- [Aim]:
Transcribe everything in the data word for word. Pictures are left out.

[Records contained in a dataset]
****
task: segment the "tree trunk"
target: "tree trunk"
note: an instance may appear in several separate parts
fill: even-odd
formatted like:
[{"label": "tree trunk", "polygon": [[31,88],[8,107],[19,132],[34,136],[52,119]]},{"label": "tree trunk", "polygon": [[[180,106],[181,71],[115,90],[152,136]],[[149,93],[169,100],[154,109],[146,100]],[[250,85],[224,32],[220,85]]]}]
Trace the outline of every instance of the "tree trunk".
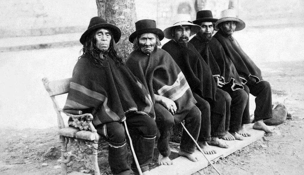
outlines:
[{"label": "tree trunk", "polygon": [[96,0],[96,3],[98,16],[121,31],[121,38],[116,46],[119,55],[126,59],[133,50],[129,38],[135,31],[137,20],[134,0]]}]

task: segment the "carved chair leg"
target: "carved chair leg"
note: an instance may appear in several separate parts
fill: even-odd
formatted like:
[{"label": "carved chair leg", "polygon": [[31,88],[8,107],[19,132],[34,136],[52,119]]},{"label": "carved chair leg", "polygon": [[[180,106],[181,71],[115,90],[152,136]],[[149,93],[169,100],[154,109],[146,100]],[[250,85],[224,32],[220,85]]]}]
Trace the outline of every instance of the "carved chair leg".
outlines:
[{"label": "carved chair leg", "polygon": [[97,150],[98,148],[98,144],[97,142],[95,141],[92,141],[90,143],[93,157],[94,174],[95,175],[100,175],[100,172],[99,170],[99,166],[98,166],[98,162],[97,161]]},{"label": "carved chair leg", "polygon": [[67,164],[64,163],[65,158],[64,155],[67,152],[67,145],[68,142],[68,139],[63,136],[59,136],[59,139],[61,143],[61,175],[67,175]]}]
****
- [The reply]:
task: segment the "tree trunk"
target: "tree trunk"
note: an instance may appear in several separate parts
fill: even-odd
formatted like:
[{"label": "tree trunk", "polygon": [[31,88],[8,107],[19,132],[34,136],[52,119]]},{"label": "tree trunk", "polygon": [[[180,106],[181,71],[115,90],[152,136]],[[149,93],[169,100],[154,109],[146,100]],[[250,85],[224,32],[220,85]]]}]
Trace the outline of every instance of the "tree trunk".
outlines:
[{"label": "tree trunk", "polygon": [[96,0],[96,3],[98,16],[121,31],[121,38],[116,46],[119,55],[126,59],[133,50],[129,38],[135,31],[137,20],[134,0]]}]

task: segment the "carved chair leg"
target: "carved chair leg"
note: an instance may appear in several separate parts
fill: even-odd
formatted like:
[{"label": "carved chair leg", "polygon": [[31,88],[8,107],[19,132],[34,136],[52,119]]},{"label": "carved chair leg", "polygon": [[[180,106],[181,71],[115,90],[152,136]],[[149,93],[169,100],[154,109],[146,100]],[[250,85],[224,32],[220,85]]]}]
Trace the outline of every instance of the "carved chair leg".
outlines:
[{"label": "carved chair leg", "polygon": [[97,150],[98,148],[98,144],[97,142],[95,141],[92,141],[90,143],[93,157],[94,174],[95,175],[100,175],[100,172],[99,170],[99,166],[98,166],[98,162],[97,161]]},{"label": "carved chair leg", "polygon": [[67,164],[64,163],[65,158],[64,155],[67,152],[67,145],[68,142],[68,139],[63,136],[59,136],[59,139],[61,143],[61,175],[67,175]]}]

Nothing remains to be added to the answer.